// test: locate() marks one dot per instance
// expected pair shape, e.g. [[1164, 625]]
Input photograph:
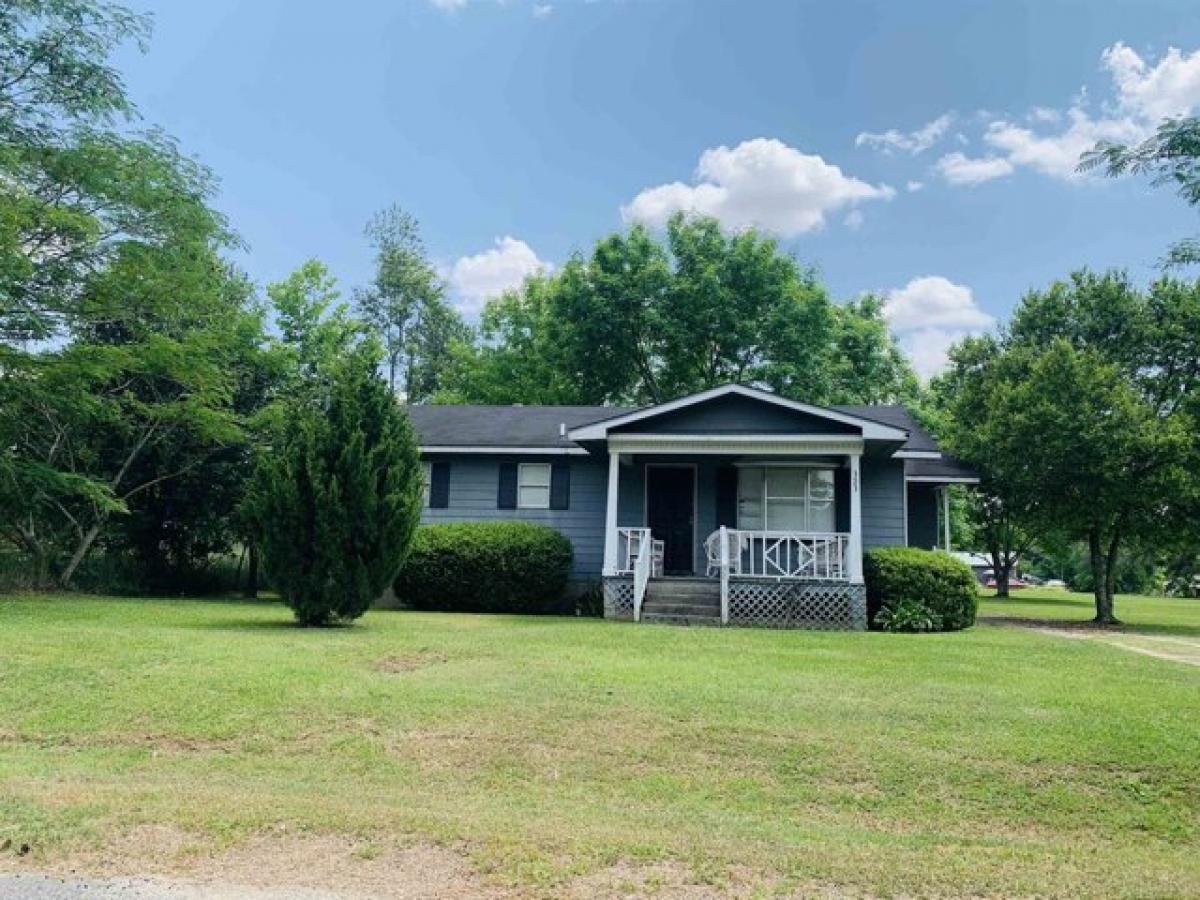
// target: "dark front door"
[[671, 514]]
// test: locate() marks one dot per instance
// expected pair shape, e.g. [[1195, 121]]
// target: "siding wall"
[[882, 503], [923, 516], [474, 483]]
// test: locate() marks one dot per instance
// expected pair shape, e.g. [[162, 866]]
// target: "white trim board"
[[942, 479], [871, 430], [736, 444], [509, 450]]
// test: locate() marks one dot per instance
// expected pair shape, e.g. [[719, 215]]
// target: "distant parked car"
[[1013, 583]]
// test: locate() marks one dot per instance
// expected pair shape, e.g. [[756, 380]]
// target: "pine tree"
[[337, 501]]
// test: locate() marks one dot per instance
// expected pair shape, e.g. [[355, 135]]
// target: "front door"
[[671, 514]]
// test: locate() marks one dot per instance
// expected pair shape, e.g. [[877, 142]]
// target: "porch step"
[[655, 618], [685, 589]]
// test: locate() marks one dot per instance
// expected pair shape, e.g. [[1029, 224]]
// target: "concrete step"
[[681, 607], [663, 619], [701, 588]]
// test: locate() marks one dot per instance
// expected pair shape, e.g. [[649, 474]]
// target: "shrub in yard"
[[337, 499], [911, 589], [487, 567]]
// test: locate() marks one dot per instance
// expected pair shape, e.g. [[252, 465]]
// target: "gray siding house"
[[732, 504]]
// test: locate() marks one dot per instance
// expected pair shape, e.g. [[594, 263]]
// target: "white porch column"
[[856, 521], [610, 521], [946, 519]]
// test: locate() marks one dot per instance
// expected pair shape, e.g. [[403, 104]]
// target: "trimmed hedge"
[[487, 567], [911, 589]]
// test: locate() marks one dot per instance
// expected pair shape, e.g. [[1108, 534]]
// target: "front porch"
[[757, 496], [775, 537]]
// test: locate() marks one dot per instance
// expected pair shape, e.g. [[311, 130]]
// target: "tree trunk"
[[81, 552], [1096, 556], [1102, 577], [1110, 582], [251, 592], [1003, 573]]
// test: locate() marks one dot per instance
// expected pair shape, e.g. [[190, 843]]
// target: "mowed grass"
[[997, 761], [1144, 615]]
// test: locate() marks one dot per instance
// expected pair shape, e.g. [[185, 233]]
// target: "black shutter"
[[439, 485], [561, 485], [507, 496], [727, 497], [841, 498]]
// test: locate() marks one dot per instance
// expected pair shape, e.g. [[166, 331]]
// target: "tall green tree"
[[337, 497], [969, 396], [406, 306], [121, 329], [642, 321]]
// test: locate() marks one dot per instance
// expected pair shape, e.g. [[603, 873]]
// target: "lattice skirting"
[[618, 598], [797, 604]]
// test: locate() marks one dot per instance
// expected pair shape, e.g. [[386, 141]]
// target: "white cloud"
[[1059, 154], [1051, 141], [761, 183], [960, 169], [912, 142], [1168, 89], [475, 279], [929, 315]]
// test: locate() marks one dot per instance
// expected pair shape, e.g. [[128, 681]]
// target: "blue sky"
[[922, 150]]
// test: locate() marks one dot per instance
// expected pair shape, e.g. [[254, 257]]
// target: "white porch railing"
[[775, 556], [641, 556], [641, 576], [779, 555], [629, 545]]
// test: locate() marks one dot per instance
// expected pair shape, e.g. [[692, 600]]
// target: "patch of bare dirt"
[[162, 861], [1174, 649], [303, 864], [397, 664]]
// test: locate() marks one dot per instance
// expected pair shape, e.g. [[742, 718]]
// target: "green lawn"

■ **Task prompt**: Exactly as they appear, print the lines of the listing above from its first line through the line that contains "e.g. [[1195, 121]]", minus the pictures.

■ **Answer space**:
// test: locate() marks one dot per instance
// expected pair shape, e.g. [[1164, 625]]
Input photograph:
// target: "dark front door"
[[671, 514]]
// test: locate() marks one dot per instance
// expected pair shape, e.g. [[1195, 121]]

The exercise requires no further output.